Can you find it? hdu 2141

Can you find it?

Time Limit: 10000/3000 MS (Java/Others)    Memory Limit: 32768/10000 K (Java/Others)
Total Submission(s): 7954    Accepted Submission(s): 2073

Problem Description

Give you three sequences of numbers A, B, C, then we give you a number X. Now you need to calculate if you can find the three numbers Ai, Bj, Ck, which satisfy the formula Ai+Bj+Ck = X.

 

Input

There are many cases. Every data case is described as followed: In the first line there are three integers L, N, M, in the second line there are L integers represent the sequence A, in the third line there are N integers represent the sequences B, in the forth line there are M integers represent the sequence C. In the fifth line there is an integer S represents there are S integers X to be calculated. 1<=L, N, M<=500, 1<=S<=1000. all the integers are 32-integers.

 

Output

For each case, firstly you have to print the case number as the form "Case d:", then for the S queries, you calculate if the formula can be satisfied or not. If satisfied, you print "YES", otherwise print "NO".

 

Sample Input

  
  

   
   3 3 3
1 2 3
1 2 3
1 2 3
3
1
4
10
  
  

 

Sample Output

  
  

   
   Case 1:
NO
YES
NO
  
  

 

Author

wangye

 

Source

HDU 2007-11 Programming Contest

 

Recommend

威士忌

二分

题目大意：分别给定三组A、B、C的值和S值，问是否能找到Ai、Bj、Ck，使得Ai+Bj+Ck = S。

▶ 提供的材料
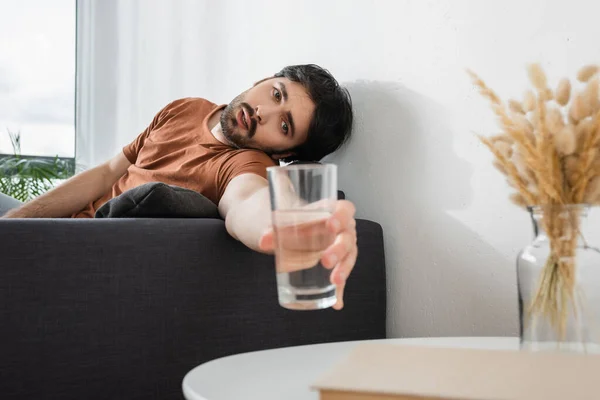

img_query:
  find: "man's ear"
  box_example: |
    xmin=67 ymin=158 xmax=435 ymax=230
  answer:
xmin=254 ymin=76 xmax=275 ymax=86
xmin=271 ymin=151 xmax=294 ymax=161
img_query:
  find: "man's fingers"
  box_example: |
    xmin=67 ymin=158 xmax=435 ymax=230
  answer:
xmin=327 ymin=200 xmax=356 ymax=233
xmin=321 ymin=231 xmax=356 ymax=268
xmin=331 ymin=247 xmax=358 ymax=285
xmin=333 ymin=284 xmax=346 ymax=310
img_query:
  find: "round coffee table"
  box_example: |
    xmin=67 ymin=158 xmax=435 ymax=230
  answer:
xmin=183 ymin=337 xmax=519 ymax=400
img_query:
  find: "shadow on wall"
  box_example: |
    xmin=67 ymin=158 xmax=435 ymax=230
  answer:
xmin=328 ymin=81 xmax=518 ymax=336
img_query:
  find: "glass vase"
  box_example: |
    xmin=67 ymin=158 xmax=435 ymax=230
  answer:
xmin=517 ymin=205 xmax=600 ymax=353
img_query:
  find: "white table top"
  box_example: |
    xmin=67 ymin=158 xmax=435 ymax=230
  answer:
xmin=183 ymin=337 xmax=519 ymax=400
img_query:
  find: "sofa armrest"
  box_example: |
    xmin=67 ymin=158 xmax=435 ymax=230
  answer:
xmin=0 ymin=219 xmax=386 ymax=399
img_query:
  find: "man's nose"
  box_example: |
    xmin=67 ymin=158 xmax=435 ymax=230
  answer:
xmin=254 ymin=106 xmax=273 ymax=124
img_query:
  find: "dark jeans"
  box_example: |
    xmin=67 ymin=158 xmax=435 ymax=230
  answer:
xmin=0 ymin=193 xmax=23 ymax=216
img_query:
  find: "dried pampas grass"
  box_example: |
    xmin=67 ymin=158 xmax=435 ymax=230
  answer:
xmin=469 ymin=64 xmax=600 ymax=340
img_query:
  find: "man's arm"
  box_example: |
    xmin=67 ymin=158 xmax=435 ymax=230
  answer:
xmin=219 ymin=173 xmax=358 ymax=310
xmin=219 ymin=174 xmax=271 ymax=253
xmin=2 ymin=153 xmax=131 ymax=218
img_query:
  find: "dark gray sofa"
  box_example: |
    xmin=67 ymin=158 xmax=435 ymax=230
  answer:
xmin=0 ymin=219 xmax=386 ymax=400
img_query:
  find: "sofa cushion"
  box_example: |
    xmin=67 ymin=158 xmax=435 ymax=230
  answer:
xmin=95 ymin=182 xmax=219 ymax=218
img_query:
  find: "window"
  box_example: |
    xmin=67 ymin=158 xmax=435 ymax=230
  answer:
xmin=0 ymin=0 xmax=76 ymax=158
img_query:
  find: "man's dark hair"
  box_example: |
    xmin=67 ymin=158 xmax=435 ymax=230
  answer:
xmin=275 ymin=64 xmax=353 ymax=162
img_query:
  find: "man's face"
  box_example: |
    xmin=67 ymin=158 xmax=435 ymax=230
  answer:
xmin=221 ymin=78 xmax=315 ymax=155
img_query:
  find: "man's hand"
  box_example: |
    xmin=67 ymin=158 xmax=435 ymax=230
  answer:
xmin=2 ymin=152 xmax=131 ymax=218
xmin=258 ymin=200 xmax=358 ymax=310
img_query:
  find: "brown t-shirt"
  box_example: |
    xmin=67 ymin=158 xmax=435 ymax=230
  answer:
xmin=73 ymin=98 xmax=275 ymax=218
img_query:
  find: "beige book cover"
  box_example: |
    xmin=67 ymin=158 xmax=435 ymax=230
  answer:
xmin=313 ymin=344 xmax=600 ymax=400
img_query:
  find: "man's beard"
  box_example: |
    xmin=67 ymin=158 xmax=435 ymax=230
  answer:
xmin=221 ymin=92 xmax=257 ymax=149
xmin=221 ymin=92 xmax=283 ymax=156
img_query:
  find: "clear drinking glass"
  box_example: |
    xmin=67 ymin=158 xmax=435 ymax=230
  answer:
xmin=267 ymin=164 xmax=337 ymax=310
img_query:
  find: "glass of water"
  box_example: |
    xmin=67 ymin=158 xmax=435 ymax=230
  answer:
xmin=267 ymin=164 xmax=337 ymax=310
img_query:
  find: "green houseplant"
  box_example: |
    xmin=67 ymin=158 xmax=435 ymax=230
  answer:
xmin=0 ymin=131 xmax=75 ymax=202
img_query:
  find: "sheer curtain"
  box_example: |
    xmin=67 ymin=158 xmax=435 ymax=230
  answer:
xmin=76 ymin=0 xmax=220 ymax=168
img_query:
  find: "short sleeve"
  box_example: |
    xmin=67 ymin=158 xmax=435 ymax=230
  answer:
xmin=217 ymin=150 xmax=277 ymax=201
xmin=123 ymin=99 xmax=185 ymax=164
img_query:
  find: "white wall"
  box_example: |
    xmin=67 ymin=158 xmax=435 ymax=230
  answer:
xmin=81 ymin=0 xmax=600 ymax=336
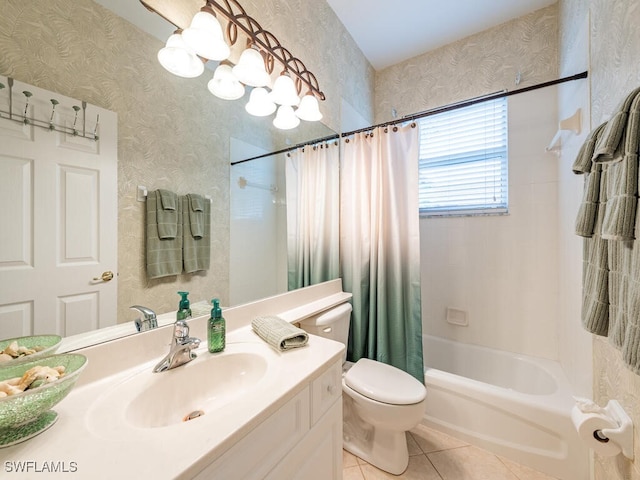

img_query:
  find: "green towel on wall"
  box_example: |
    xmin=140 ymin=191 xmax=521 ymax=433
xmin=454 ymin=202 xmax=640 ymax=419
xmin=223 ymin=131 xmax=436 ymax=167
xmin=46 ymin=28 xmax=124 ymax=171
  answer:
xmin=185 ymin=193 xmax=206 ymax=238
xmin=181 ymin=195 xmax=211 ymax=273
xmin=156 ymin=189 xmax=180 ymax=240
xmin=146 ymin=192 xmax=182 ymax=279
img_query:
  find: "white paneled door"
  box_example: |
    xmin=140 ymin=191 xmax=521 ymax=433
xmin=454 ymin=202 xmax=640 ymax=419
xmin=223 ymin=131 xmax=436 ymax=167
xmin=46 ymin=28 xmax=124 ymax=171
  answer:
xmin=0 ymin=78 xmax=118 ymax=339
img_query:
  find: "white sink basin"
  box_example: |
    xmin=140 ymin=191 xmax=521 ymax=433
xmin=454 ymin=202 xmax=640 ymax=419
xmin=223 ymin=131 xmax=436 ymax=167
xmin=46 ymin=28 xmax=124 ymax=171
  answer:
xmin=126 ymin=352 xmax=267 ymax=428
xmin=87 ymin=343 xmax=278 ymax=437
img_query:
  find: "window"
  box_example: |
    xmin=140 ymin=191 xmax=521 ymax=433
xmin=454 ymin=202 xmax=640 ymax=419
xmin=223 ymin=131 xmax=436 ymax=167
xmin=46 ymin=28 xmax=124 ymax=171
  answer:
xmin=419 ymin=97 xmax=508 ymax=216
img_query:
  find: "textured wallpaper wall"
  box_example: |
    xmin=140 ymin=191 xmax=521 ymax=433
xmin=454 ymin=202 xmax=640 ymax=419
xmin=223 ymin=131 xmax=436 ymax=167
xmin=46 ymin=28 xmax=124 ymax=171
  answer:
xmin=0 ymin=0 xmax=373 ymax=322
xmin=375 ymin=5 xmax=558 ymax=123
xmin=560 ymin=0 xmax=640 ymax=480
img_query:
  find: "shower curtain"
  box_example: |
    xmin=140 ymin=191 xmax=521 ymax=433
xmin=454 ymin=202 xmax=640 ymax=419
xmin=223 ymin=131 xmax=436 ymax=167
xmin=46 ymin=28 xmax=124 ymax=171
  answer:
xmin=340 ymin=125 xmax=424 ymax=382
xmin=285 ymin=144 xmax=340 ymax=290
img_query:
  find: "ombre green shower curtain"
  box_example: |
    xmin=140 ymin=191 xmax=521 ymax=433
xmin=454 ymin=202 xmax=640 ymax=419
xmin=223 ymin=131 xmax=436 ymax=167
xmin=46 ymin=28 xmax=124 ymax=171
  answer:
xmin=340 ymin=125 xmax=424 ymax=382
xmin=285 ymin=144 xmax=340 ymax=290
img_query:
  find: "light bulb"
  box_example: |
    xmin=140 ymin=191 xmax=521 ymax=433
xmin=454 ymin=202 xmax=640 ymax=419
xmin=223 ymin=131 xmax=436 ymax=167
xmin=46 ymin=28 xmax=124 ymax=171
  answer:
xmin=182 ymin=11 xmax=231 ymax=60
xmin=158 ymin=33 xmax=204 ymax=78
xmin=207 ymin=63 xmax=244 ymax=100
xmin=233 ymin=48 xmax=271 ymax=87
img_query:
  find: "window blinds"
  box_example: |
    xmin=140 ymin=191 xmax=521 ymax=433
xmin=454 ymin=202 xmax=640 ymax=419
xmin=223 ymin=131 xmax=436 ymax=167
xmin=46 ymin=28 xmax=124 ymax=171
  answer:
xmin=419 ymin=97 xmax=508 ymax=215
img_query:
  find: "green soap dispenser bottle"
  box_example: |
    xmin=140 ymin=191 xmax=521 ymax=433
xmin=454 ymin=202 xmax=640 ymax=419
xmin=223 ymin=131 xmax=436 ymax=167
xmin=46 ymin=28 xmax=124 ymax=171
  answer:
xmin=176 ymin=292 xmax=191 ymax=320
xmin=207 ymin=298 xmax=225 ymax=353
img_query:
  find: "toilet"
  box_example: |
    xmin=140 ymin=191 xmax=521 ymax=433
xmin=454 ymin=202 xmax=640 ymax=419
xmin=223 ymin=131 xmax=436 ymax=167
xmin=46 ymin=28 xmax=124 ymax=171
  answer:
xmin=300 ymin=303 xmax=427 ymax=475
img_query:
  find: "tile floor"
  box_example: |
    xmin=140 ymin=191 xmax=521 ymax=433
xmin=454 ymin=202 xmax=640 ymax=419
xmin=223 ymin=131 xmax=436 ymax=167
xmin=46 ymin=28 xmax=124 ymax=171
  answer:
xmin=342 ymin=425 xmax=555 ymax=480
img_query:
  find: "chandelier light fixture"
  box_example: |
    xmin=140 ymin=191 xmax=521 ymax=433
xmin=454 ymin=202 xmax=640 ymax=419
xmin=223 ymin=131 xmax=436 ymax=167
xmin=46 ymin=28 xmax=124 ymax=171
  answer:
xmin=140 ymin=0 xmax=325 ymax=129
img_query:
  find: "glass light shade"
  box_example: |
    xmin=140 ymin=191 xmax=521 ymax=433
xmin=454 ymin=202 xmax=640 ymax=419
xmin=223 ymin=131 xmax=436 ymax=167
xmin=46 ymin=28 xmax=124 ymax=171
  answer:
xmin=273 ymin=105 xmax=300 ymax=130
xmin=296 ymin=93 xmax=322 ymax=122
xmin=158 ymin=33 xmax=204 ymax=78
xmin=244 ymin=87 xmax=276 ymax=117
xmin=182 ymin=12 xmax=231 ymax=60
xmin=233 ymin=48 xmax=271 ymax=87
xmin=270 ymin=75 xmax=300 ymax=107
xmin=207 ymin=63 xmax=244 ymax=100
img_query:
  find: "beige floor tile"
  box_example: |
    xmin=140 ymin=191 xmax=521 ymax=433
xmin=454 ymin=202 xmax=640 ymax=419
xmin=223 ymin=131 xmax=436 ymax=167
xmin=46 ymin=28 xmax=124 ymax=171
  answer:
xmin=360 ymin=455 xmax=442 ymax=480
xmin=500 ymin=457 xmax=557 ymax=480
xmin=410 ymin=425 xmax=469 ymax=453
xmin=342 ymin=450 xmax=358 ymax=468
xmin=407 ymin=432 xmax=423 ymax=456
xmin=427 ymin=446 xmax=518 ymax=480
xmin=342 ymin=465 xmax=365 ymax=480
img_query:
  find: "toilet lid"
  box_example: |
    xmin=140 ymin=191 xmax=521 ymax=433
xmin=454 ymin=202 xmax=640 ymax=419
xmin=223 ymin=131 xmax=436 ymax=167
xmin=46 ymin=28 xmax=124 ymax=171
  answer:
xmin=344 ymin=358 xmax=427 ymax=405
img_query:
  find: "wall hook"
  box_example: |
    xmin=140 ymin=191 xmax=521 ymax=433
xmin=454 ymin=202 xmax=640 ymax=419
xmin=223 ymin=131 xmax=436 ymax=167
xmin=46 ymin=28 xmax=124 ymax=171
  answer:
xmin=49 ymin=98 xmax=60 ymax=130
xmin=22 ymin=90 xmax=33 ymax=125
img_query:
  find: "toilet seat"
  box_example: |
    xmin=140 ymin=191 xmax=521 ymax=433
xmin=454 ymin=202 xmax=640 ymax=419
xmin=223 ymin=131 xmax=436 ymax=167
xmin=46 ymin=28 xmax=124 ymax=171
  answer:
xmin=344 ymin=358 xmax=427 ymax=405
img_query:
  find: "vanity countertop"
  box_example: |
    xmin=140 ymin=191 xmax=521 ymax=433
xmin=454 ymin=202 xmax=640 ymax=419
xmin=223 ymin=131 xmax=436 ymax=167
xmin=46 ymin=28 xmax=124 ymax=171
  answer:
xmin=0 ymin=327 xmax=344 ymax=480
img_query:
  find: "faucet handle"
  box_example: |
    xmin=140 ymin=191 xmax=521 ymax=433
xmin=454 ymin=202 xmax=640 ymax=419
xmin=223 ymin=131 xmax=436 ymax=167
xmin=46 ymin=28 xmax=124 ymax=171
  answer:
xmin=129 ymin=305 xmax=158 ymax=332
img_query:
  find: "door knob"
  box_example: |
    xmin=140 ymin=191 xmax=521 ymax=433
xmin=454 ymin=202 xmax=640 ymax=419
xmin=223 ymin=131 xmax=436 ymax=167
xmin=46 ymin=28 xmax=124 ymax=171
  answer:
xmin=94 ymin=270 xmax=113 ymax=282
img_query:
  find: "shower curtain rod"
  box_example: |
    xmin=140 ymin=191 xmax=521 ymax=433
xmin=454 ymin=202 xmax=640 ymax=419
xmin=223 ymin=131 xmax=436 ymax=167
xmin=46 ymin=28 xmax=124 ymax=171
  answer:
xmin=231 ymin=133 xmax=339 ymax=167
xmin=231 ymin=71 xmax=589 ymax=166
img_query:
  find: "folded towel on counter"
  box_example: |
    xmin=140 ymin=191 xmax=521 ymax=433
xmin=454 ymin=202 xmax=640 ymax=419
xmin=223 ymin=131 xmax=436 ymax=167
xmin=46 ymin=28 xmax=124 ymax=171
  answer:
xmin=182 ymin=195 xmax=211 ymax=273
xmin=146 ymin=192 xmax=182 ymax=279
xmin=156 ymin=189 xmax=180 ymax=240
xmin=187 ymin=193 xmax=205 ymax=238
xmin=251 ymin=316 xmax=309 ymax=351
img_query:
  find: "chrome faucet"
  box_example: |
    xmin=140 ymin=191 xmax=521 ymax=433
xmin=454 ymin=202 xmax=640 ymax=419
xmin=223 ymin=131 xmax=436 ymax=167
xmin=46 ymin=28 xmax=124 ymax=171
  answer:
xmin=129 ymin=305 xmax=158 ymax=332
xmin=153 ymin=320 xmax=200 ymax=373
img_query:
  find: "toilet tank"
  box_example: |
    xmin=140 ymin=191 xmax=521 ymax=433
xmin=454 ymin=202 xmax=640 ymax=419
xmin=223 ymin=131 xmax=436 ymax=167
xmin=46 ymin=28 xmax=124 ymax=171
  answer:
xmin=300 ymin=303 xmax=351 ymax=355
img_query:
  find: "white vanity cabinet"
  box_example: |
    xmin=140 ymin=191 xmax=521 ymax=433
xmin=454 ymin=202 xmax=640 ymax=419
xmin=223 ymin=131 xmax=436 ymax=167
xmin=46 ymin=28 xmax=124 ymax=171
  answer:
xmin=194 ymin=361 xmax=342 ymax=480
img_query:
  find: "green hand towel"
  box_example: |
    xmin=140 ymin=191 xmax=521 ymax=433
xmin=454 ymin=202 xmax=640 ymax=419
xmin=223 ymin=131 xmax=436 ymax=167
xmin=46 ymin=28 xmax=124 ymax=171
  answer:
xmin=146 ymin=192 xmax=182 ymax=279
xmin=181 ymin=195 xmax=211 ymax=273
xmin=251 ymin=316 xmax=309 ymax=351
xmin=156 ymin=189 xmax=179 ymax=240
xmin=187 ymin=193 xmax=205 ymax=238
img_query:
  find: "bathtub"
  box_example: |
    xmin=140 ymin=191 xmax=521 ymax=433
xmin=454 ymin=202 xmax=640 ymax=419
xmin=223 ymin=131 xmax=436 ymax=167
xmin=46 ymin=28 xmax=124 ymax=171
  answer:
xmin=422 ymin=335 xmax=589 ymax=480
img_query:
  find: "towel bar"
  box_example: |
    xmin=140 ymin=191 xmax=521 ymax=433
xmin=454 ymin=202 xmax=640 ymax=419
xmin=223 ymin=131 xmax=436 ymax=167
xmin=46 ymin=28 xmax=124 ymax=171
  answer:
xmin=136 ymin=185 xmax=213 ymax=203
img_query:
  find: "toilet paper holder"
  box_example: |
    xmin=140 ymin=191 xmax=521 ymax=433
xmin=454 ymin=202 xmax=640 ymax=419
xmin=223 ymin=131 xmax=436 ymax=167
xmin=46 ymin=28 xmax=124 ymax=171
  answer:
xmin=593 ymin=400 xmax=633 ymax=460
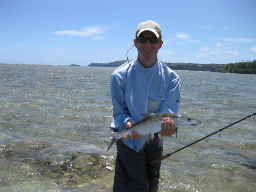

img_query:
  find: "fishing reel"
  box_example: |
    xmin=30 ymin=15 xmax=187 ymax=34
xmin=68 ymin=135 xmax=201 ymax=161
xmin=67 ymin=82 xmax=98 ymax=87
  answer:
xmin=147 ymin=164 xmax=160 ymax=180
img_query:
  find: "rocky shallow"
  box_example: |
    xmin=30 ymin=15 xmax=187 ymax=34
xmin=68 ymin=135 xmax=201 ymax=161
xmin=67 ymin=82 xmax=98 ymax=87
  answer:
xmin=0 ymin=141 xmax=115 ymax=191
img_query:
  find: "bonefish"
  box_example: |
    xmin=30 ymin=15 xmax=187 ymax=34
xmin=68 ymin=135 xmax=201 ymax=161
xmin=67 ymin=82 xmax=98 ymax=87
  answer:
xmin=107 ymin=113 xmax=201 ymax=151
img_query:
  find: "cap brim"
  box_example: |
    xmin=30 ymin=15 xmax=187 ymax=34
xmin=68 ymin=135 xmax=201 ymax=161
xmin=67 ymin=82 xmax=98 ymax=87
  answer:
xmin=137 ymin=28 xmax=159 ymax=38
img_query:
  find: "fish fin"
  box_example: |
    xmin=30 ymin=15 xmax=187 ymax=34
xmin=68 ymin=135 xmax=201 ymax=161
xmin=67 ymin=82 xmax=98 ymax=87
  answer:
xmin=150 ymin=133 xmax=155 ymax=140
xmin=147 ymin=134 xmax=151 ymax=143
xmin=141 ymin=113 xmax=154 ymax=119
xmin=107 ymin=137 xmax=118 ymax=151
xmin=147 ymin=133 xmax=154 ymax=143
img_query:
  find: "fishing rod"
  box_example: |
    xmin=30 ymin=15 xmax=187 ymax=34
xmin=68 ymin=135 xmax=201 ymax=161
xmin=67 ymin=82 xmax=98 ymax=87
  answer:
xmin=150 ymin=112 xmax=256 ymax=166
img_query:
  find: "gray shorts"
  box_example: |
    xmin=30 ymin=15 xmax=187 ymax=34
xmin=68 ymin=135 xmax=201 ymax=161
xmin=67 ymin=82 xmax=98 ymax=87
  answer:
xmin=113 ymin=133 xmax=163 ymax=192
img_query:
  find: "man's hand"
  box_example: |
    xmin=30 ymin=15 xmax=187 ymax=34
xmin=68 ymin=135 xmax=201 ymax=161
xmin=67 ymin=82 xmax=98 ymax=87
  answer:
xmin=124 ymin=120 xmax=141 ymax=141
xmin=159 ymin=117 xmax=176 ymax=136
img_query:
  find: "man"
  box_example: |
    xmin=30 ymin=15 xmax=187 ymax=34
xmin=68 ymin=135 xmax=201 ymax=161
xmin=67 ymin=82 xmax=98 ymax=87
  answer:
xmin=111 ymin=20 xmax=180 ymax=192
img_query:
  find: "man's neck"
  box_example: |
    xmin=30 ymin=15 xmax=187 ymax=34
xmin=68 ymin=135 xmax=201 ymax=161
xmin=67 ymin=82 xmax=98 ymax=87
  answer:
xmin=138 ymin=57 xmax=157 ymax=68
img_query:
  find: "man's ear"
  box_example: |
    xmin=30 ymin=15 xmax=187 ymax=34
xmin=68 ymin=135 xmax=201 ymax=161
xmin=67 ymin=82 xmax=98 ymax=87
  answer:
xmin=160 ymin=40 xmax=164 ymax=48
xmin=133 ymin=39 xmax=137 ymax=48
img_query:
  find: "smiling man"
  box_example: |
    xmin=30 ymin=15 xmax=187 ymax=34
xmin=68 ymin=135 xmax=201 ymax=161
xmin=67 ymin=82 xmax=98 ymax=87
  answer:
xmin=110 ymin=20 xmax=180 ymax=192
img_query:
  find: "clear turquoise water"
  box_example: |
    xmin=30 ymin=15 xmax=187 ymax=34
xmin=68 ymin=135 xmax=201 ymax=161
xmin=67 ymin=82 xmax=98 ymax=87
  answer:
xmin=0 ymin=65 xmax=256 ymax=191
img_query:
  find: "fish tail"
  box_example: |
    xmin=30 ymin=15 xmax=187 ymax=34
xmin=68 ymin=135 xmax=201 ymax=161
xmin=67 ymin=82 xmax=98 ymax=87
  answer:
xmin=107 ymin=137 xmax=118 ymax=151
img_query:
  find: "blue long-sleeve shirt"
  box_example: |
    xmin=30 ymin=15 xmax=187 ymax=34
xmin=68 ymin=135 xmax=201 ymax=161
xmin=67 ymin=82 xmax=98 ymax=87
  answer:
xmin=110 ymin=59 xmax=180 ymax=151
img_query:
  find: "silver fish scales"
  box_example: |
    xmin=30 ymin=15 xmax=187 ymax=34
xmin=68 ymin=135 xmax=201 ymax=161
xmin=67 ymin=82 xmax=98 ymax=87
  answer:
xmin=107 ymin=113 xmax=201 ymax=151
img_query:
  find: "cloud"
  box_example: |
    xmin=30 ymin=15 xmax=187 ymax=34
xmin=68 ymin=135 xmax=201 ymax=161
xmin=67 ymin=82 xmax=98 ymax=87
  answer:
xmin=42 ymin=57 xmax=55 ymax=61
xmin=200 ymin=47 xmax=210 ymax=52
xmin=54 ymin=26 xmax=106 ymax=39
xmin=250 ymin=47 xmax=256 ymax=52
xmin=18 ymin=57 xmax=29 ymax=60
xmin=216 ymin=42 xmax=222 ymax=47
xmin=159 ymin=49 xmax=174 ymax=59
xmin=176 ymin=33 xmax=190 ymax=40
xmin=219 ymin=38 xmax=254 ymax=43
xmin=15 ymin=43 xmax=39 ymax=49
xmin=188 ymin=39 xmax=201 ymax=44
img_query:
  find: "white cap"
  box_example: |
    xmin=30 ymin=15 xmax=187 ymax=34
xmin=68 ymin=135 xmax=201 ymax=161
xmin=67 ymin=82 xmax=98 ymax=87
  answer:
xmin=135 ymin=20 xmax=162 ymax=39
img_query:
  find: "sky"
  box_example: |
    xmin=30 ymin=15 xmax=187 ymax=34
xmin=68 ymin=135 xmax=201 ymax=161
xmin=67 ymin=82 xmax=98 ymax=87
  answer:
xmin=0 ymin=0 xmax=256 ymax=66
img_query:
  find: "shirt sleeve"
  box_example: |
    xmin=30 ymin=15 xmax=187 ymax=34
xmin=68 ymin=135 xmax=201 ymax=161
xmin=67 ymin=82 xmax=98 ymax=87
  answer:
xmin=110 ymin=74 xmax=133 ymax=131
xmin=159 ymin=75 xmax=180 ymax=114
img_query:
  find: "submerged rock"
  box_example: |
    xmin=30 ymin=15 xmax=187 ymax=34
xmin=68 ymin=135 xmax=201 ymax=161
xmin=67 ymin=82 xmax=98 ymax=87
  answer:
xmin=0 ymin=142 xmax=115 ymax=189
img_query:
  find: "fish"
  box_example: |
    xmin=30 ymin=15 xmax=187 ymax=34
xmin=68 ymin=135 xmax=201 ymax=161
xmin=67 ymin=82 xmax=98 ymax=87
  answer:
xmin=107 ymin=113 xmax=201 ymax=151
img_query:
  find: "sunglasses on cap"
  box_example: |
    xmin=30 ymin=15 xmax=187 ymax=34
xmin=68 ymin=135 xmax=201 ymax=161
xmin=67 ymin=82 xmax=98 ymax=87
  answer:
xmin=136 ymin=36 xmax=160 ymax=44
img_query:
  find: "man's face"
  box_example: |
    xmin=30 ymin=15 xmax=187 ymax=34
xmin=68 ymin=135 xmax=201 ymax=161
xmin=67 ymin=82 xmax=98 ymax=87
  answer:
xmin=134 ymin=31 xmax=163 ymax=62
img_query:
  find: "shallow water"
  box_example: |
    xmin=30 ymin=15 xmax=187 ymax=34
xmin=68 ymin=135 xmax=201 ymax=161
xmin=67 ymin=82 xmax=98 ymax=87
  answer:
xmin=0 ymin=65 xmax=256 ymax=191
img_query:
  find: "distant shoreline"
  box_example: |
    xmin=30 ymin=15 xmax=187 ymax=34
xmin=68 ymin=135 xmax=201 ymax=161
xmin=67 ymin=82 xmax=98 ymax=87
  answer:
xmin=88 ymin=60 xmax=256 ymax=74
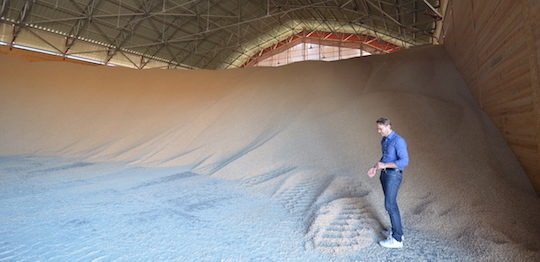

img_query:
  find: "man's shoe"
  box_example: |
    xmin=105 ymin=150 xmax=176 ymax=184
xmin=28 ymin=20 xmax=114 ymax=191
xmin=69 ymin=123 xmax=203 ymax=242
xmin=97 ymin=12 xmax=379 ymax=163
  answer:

▶ 任务要求
#1 根据正文的输出规则，说明样例输出中第二个查询为什么是"YES"。
#2 请从这篇三数求和题目的正文末尾往下续写。
上面的材料与正文彼此独立，是另外的内容。

▶ 任务答案
#1 正文规定，如果能找到满足 Ai+Bj+Ck = X 的三个数，就输出"YES"。第二个查询的 X 是 4，而样例中 A、B、C 三个序列都是 1 2 3，可以取 1+1+2=4，所以输出"YES"。

#2
将a数组和b数组先相加成一个数组sab[500*500]。这样就相当于sab[i] + c[j] = s。

再变形一下， sab[i] = s - c[j].
这样只要在sab数组中用二分查找是否存在s-c[j]就可以了。

#include<iostream>
#include<algorithm>
using namespace std;
int a[505],b[505],c[505],sab[250005];
bool find(int s,int b,int e)
{
    if(b>e)return false;
    int mid=(b+e)/2;
    if(sab[mid]==s)
    return true;
    else if(sab[mid]>s)
    find(s,b,mid-1);
    else
    find(s,mid+1,e);
    
}
int main()
{
    int L,N,M,S;
    int i,x,j;
    int cnt=1;
    while(scanf("%d%d%d",&L,&N,&M)!=EOF)
    {
        int k;
        for(i=0;i<N;i++)scanf("%d",&a[i]);
        for(i=0;i<M;i++)scanf("%d",&b[i]);
        for(i=0;i<L;i++)scanf("%d",&c[i]);
    
        for(k=0,i=0;i<L;i++)
            for(j=0;j<N;j++)
                sab[k++]=a[i]+b[j];
        sort(sab,sab+k);
        scanf("%d",&S);
        cout << "Case " << cnt++ << ":\n";
        for(i=0;i<S;i++)
        {
              scanf("%d",&x);
            for(j=0;j<M;j++)
            {
                if(find(x-c[j],0,k-1)) //查找是否有满足的和
                  break;
            }
                if( j == M)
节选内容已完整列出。